[Records drawn from a dataset]
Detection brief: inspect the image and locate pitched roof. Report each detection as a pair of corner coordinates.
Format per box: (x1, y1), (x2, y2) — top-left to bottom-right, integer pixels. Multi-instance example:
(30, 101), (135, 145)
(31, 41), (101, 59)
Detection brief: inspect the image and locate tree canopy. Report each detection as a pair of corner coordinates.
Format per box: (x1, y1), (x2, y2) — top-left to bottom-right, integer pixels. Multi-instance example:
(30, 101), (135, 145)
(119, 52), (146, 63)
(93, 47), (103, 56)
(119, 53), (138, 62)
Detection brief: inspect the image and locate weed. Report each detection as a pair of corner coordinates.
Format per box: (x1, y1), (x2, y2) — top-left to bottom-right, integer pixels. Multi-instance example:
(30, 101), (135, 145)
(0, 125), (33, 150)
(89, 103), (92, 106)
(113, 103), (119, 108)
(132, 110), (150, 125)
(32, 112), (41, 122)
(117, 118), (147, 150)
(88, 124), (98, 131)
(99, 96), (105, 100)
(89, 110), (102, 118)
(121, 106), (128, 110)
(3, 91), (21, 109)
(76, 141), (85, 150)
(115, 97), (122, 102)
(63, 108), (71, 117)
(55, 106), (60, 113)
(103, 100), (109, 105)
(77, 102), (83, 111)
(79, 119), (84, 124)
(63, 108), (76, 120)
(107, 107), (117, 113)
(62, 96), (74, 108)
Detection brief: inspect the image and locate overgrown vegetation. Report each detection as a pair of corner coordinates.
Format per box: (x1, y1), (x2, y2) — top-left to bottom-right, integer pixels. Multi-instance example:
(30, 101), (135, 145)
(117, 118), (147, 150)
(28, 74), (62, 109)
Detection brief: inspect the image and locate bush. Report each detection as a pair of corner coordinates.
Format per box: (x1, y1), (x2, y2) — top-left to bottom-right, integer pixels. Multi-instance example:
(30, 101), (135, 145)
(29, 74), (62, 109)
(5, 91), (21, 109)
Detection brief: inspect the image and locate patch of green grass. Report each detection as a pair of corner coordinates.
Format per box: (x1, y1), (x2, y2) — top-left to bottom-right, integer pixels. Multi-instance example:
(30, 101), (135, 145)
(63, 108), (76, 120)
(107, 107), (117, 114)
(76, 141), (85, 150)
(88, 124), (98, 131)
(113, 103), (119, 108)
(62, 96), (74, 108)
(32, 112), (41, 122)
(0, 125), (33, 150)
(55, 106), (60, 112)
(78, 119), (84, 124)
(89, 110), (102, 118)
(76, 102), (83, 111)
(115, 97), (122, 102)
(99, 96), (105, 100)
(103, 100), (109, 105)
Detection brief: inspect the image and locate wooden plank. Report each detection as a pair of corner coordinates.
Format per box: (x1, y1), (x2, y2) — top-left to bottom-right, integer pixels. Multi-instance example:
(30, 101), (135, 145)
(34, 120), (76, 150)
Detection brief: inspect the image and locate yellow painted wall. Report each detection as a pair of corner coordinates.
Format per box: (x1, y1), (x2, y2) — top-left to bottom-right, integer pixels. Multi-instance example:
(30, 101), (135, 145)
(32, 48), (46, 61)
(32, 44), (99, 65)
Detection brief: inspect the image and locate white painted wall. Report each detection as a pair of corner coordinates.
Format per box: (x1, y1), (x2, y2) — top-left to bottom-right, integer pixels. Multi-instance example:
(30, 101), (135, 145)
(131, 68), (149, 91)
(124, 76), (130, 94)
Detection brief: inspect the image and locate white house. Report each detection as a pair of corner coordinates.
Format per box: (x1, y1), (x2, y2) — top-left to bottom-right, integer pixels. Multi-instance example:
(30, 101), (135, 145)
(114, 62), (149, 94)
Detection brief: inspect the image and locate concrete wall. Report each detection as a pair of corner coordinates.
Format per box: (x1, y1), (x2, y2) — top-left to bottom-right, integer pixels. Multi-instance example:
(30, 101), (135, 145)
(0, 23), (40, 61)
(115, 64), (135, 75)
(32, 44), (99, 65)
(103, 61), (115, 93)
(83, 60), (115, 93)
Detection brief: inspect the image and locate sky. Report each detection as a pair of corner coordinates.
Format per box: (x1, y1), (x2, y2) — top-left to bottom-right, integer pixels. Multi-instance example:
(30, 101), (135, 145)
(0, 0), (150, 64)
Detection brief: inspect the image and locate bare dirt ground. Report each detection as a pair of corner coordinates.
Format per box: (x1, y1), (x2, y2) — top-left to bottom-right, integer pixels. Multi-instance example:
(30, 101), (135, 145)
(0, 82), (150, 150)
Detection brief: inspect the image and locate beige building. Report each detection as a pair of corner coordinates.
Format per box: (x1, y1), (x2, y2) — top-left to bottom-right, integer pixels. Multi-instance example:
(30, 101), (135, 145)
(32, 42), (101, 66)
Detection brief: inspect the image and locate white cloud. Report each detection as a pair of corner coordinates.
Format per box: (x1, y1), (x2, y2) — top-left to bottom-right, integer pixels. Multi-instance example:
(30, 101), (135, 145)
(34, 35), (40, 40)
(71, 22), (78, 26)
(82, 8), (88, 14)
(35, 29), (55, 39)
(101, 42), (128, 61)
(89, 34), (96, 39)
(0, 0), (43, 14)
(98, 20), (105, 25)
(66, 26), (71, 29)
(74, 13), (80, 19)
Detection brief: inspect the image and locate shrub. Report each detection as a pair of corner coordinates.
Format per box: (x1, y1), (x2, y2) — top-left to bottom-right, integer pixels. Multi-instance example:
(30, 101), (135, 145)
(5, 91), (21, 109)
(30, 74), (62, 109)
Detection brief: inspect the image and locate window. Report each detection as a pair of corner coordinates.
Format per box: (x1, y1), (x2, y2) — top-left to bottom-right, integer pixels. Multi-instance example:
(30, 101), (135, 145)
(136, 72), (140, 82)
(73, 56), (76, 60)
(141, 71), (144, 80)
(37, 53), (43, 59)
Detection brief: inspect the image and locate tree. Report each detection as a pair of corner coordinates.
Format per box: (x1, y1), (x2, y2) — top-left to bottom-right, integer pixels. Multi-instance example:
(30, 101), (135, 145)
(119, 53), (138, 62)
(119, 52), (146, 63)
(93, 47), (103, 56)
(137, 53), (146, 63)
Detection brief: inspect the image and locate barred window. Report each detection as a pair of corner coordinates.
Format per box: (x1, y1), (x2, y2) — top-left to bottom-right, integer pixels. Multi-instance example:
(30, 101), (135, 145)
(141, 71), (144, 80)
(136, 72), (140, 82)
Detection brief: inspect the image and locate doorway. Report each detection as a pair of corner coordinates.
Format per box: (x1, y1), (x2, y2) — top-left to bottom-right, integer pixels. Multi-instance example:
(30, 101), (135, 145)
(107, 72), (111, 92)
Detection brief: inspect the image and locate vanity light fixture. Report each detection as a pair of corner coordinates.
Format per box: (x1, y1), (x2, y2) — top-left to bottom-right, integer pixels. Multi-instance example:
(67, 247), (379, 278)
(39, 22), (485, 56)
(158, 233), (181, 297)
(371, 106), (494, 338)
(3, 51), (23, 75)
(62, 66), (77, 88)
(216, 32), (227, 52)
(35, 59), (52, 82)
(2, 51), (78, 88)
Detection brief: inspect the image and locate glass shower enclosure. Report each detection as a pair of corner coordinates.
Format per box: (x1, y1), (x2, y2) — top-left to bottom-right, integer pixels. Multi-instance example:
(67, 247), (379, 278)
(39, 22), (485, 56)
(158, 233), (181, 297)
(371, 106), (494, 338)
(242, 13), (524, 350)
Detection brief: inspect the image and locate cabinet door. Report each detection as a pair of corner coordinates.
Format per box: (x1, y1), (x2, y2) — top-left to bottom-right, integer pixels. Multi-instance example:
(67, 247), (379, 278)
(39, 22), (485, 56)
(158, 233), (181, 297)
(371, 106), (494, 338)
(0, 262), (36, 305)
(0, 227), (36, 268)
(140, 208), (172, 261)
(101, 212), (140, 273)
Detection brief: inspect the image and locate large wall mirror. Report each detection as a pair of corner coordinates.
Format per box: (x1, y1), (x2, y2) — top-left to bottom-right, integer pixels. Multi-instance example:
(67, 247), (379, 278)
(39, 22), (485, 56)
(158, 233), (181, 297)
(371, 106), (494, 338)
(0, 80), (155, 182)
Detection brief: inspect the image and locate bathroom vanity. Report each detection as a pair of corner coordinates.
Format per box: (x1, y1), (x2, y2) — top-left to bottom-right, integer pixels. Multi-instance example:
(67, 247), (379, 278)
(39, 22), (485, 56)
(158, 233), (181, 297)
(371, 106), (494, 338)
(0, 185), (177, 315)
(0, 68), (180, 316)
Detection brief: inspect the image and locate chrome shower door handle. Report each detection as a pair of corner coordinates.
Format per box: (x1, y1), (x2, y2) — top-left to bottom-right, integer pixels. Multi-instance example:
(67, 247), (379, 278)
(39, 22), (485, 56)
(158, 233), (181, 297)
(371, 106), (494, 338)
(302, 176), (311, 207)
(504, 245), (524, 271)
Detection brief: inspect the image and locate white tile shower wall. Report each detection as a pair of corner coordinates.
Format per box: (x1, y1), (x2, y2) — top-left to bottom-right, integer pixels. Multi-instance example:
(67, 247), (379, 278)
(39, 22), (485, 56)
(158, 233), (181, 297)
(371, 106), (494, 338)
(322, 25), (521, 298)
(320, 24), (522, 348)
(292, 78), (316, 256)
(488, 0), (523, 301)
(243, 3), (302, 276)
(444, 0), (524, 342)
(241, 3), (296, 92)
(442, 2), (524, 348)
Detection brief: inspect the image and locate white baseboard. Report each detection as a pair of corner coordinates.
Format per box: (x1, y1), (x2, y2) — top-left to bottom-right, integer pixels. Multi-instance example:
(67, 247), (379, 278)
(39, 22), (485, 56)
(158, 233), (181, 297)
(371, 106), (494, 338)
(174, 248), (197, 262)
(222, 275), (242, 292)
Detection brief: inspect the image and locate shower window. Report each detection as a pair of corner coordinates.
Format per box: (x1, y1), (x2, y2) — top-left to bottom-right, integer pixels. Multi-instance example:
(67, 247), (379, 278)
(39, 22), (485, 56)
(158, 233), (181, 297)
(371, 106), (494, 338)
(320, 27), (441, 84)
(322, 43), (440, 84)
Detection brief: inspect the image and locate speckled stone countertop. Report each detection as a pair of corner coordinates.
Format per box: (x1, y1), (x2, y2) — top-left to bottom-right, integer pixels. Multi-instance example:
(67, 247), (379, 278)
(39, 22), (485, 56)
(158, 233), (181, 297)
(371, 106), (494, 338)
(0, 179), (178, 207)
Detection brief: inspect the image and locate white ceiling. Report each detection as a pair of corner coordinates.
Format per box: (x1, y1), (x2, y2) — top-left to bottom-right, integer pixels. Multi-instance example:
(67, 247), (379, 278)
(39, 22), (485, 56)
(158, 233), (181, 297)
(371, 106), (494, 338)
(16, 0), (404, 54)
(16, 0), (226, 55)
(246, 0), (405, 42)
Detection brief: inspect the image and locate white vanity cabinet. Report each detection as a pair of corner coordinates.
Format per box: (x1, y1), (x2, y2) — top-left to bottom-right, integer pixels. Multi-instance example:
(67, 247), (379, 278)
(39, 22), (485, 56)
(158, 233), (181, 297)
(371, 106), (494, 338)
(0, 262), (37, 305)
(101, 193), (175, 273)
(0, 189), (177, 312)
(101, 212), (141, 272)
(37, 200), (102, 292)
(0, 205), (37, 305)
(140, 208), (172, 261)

AIM OF THE EXERCISE: Show every line from the entries that includes the word "cabinet".

ANSWER TO THIS TASK:
Detection brief: inspect the image and locate cabinet door. Report each detection as a pair of corner coordinates.
Detection brief: inspect the image and locate white vanity cabinet. Report each detection as a pair of corner coordinates.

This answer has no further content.